◆ **SHORT EXERCISE**:
Count how many lines in the rows below contain the word "pink". Reply with that number alone.

◆ **SUPPLIED MATERIAL**:
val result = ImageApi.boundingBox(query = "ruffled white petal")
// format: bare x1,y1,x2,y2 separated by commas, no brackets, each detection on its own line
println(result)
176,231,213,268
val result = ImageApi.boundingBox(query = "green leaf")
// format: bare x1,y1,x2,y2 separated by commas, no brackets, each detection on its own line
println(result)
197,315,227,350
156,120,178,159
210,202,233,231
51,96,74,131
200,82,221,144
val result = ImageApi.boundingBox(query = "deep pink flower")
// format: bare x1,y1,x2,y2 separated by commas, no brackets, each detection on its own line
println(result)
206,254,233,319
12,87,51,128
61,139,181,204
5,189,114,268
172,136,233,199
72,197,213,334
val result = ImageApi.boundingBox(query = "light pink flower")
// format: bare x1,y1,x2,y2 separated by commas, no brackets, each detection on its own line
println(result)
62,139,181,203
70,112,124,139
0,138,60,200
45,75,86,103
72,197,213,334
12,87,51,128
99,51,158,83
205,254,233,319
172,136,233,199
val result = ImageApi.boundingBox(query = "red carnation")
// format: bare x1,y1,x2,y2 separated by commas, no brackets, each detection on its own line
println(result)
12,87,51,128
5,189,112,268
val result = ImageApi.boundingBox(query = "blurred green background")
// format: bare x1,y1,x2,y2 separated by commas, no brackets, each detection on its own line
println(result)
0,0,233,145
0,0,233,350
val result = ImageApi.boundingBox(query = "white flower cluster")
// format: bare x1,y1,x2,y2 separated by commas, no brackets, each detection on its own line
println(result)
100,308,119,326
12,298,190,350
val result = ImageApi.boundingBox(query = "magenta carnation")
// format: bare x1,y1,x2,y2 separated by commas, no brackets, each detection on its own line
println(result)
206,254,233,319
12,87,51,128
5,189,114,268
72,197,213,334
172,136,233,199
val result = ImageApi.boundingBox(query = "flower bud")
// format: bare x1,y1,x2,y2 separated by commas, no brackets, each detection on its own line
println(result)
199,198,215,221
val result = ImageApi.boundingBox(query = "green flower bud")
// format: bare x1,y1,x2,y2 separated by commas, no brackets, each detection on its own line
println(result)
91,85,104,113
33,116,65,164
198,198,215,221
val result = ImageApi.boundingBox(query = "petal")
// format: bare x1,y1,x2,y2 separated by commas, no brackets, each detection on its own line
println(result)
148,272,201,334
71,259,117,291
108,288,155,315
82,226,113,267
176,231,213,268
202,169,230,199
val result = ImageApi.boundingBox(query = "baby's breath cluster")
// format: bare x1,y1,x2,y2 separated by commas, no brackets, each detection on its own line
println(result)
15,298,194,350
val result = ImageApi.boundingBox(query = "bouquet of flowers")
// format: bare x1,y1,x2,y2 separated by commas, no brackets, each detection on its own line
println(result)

◆ **EXERCISE ANSWER**:
2